◆ **Written request**:
Locate each line in the data below that contains the word "region", matching its case exactly, and copy those lines.

'''

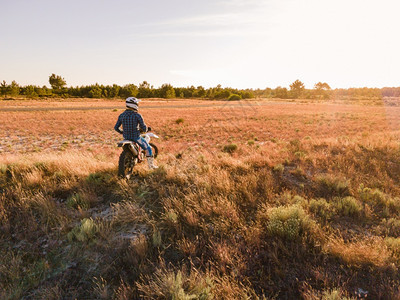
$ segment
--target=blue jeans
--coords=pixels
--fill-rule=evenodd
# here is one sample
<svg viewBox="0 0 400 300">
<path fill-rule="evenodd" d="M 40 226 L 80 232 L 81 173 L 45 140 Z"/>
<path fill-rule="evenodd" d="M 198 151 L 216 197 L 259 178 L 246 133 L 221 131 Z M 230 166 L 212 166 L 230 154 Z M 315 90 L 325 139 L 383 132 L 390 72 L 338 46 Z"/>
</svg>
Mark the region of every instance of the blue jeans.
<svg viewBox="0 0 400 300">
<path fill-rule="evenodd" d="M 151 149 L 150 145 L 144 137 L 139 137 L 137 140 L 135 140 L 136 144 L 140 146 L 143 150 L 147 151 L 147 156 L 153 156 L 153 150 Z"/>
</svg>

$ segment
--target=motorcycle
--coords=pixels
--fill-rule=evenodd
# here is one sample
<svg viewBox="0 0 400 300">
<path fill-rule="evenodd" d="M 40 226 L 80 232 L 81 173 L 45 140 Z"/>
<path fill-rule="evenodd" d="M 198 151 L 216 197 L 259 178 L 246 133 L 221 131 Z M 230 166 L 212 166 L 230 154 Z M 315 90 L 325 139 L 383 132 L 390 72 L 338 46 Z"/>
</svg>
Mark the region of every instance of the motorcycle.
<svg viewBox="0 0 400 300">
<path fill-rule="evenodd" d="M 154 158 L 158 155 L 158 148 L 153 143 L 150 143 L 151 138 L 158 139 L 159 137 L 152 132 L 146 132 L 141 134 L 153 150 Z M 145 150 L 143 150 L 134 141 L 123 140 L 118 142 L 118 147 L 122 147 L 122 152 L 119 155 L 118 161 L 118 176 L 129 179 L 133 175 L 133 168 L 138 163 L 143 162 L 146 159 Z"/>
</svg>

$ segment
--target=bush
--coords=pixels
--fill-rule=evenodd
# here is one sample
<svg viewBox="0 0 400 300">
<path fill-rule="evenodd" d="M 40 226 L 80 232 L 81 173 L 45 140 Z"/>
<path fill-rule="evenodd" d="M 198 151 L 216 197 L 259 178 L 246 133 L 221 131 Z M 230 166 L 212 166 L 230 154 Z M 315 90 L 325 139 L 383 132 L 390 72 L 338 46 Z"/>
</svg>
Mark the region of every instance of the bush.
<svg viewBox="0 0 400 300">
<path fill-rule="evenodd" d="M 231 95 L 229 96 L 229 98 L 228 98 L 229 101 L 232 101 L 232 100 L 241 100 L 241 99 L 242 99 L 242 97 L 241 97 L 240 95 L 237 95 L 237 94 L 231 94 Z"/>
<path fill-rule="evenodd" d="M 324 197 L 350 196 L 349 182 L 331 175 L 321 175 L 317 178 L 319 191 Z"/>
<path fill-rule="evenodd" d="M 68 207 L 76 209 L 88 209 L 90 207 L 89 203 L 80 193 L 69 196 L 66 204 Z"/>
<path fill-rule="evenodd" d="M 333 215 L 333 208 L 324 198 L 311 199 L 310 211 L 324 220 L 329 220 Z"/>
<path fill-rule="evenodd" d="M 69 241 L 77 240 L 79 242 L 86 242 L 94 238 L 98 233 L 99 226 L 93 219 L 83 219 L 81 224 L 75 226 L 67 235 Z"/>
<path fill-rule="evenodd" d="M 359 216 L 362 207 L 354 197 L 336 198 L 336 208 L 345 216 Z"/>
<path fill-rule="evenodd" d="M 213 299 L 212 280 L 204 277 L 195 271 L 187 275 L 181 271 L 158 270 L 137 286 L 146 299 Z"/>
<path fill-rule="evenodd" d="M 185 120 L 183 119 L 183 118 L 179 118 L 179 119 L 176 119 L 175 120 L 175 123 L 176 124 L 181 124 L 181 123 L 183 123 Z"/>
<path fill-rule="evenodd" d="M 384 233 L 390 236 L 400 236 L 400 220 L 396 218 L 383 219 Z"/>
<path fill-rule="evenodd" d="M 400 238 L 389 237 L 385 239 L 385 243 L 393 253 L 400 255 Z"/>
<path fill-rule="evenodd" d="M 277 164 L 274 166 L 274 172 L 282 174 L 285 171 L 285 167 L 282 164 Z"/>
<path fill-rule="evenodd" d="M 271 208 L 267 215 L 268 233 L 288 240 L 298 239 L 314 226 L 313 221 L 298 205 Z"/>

'''

◆ **Expected answer**:
Mark the region of every instance of the blue jeans.
Mark the region of every instance of the motorcycle.
Mark the region of every instance of the bush.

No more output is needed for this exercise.